Point-based annotation data
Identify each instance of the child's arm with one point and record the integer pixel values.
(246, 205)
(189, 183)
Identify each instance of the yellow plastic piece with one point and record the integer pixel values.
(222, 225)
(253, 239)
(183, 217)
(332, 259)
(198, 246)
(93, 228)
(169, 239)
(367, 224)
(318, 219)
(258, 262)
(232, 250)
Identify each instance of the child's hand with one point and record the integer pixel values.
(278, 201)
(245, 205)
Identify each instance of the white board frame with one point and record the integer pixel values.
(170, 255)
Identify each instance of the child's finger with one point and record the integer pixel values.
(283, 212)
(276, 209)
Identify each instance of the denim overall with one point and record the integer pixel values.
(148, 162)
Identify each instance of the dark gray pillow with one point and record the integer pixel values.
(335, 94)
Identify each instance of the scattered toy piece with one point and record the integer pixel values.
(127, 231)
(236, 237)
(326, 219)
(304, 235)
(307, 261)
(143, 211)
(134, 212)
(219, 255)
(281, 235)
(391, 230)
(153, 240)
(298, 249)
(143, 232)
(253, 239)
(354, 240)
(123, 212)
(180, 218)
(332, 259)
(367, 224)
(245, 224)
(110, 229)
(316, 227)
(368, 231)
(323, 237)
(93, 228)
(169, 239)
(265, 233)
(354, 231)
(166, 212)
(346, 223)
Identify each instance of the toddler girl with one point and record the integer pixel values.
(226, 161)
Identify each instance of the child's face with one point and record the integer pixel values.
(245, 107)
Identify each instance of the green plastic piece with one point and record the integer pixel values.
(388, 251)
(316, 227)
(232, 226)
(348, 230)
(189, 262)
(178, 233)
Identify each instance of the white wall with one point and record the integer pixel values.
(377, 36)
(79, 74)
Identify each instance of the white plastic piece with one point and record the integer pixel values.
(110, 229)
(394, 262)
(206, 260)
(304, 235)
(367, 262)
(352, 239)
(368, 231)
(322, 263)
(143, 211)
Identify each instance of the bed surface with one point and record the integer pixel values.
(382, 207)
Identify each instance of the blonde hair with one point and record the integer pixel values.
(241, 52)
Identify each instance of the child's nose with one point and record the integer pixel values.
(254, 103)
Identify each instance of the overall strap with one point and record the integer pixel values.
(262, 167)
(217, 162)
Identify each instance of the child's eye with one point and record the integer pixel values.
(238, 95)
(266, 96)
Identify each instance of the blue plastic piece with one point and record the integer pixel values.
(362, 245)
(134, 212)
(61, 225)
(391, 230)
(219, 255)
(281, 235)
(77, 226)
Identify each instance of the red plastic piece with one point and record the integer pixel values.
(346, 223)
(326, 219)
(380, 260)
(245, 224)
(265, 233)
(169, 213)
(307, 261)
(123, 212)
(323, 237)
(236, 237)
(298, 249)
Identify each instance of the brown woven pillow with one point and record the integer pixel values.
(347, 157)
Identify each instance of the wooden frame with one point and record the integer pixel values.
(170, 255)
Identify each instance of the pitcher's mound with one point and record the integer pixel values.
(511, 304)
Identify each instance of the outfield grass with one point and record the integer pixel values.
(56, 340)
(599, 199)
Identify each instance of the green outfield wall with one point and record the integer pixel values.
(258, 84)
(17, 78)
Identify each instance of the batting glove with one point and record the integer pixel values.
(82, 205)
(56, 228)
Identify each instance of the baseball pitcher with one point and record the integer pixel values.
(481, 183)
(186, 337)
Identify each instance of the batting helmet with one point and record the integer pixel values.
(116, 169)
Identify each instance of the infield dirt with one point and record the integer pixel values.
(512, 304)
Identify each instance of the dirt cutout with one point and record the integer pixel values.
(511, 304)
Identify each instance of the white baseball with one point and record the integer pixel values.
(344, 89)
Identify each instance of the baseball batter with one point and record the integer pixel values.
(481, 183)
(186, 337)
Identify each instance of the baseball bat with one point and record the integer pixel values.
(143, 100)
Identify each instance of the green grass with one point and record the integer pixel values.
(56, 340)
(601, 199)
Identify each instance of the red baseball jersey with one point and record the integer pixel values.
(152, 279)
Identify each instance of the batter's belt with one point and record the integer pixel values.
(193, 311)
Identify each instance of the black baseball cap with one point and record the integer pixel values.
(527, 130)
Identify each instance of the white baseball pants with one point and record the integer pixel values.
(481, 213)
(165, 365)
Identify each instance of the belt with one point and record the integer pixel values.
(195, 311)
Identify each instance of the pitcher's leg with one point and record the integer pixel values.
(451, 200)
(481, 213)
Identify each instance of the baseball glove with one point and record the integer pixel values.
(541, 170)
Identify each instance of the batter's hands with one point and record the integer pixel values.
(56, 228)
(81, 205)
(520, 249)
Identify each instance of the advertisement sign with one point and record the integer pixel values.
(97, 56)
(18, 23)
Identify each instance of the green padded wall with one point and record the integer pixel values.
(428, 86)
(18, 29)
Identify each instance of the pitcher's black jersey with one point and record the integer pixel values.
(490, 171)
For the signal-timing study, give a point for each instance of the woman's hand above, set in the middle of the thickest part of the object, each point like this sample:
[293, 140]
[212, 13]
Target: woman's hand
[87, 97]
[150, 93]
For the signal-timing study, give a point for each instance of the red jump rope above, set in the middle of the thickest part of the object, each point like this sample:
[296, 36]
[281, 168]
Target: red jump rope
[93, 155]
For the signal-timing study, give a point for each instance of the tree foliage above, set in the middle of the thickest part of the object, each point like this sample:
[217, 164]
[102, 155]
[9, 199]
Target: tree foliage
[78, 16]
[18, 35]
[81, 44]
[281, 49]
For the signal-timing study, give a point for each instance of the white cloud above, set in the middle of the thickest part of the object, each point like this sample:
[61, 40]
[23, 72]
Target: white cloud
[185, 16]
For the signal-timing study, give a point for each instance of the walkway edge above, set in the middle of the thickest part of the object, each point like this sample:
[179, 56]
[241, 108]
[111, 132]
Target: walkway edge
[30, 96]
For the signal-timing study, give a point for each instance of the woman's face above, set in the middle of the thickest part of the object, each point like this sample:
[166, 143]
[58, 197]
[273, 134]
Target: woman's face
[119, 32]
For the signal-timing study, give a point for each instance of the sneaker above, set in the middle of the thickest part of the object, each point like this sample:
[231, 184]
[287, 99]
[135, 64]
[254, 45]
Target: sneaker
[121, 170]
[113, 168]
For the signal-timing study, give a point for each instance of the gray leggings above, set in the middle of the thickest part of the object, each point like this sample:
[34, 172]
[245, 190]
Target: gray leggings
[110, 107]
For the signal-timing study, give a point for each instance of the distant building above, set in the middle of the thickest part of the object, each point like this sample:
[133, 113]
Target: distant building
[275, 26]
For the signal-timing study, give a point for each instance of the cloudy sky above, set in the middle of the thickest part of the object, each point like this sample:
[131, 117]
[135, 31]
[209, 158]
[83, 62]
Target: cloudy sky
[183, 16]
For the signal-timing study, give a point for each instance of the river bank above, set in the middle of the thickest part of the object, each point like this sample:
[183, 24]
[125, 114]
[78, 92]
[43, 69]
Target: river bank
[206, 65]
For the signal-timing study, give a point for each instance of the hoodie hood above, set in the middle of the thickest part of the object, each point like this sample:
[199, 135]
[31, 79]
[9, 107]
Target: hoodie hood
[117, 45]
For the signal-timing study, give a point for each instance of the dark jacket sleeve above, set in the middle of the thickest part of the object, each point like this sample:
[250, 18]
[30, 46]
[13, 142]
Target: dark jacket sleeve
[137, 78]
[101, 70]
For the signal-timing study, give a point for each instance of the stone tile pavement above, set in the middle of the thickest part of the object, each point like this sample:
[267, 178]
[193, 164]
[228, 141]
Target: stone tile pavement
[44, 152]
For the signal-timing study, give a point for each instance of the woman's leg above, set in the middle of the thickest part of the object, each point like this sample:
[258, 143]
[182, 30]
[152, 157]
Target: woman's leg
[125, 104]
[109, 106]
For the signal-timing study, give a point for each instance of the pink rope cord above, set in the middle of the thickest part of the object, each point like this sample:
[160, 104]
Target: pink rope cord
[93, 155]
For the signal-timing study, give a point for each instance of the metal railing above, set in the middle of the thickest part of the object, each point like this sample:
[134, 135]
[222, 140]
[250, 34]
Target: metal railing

Your task: Exactly reproduce the lines from the one containing "the woman's leg" through the end of the records, and only those lines.

Answer for this exercise:
For the signal-timing study, give a point for each instance of the woman's leg above, set in the middle of the thickest part of the object, each point like this sample:
[258, 143]
[182, 30]
[152, 157]
Target: woman's leg
[125, 104]
[109, 106]
For the signal-timing study, give a point for each instance of the pink rope cord above, set in the middle of the thickest part of the object, each point like this sample:
[160, 104]
Target: pink rope cord
[93, 155]
For the signal-timing study, give a point for each instance of the metal railing above, set in the middle of the thickest part of the object, each point like this sample:
[134, 135]
[222, 140]
[250, 34]
Target: metal railing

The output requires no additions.